> _Supplied records_:
══════

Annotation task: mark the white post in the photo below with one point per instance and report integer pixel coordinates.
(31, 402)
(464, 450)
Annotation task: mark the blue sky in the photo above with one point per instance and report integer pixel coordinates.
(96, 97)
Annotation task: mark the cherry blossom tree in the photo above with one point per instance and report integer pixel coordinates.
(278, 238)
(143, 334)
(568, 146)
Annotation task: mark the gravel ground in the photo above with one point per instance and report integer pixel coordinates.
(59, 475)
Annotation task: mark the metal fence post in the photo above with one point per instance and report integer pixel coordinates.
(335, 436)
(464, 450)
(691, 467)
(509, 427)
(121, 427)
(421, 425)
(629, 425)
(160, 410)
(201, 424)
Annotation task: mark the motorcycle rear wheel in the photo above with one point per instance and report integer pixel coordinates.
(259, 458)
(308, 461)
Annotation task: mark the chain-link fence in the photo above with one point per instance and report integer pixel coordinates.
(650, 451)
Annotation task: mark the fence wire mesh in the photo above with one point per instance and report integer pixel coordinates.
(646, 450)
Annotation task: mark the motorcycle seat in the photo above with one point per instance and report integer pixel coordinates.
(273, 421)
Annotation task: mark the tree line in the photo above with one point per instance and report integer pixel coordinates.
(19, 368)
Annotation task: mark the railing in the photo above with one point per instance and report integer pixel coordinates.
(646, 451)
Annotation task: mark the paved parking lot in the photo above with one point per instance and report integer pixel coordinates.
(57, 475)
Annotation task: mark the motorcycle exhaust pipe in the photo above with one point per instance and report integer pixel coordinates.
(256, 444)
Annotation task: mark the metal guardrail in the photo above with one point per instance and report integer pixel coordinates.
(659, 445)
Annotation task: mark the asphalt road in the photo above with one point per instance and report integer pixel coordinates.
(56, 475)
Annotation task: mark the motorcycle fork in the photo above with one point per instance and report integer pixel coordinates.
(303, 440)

══════

> _Try it_: Produce a verbatim transcription of the entries above.

> _Solution to this problem_:
Annotation task: mark the white post in the photo below with one point per instance and report integer pixel coordinates.
(31, 402)
(464, 450)
Annotation task: mark the blue sky in the photo above with one point per instance and report integer pixel coordinates.
(96, 97)
Annotation task: mark the cherry blossom tree in the photo above with one point per instance and report integer pixel coordinates.
(278, 238)
(143, 334)
(568, 146)
Annotation task: mark the gravel ground in the photo above with one point per instance and report integer pixel coordinates.
(59, 475)
Annotation task: mark the metal fence post in the photo above with one point per instance and report integer pixel coordinates.
(335, 436)
(464, 450)
(691, 467)
(509, 427)
(121, 427)
(421, 425)
(629, 425)
(160, 410)
(201, 424)
Annotation task: mark the motorcycle rear wheel in the photo above with one point per instance and report integer pixel coordinates.
(259, 458)
(308, 461)
Annotation task: mark the chain-link fence in the photo above with one point per instance and report integer pixel coordinates.
(650, 451)
Annotation task: mark the fence wire mesh in the photo above with one point per instance and report integer pixel coordinates.
(646, 450)
Annotation task: mark the motorcycle seat in the photo above with one point per instance and report integer pixel coordinates.
(273, 421)
Annotation task: mark the tree line in the photo above with one point per instance and report integer pixel coordinates.
(19, 368)
Annotation task: mark the railing in the photo above with one point per instance and report integer pixel coordinates.
(646, 451)
Annotation task: mark the paved parking lot in the photo above with one point per instance and report integer pixel coordinates.
(57, 475)
Annotation task: mark the motorcycle exhaust pipe in the photo above with one point per instance and report integer pixel coordinates.
(256, 444)
Annotation task: mark the metal guardrail in the photo above with one point per instance and report integer pixel coordinates.
(659, 445)
Annotation task: mark the asphalt road in the photo above with one point per instance and report integer pixel coordinates.
(56, 475)
Annotation task: mark the motorcycle fork in the photo above with one point per instance and report integer pixel coordinates.
(303, 440)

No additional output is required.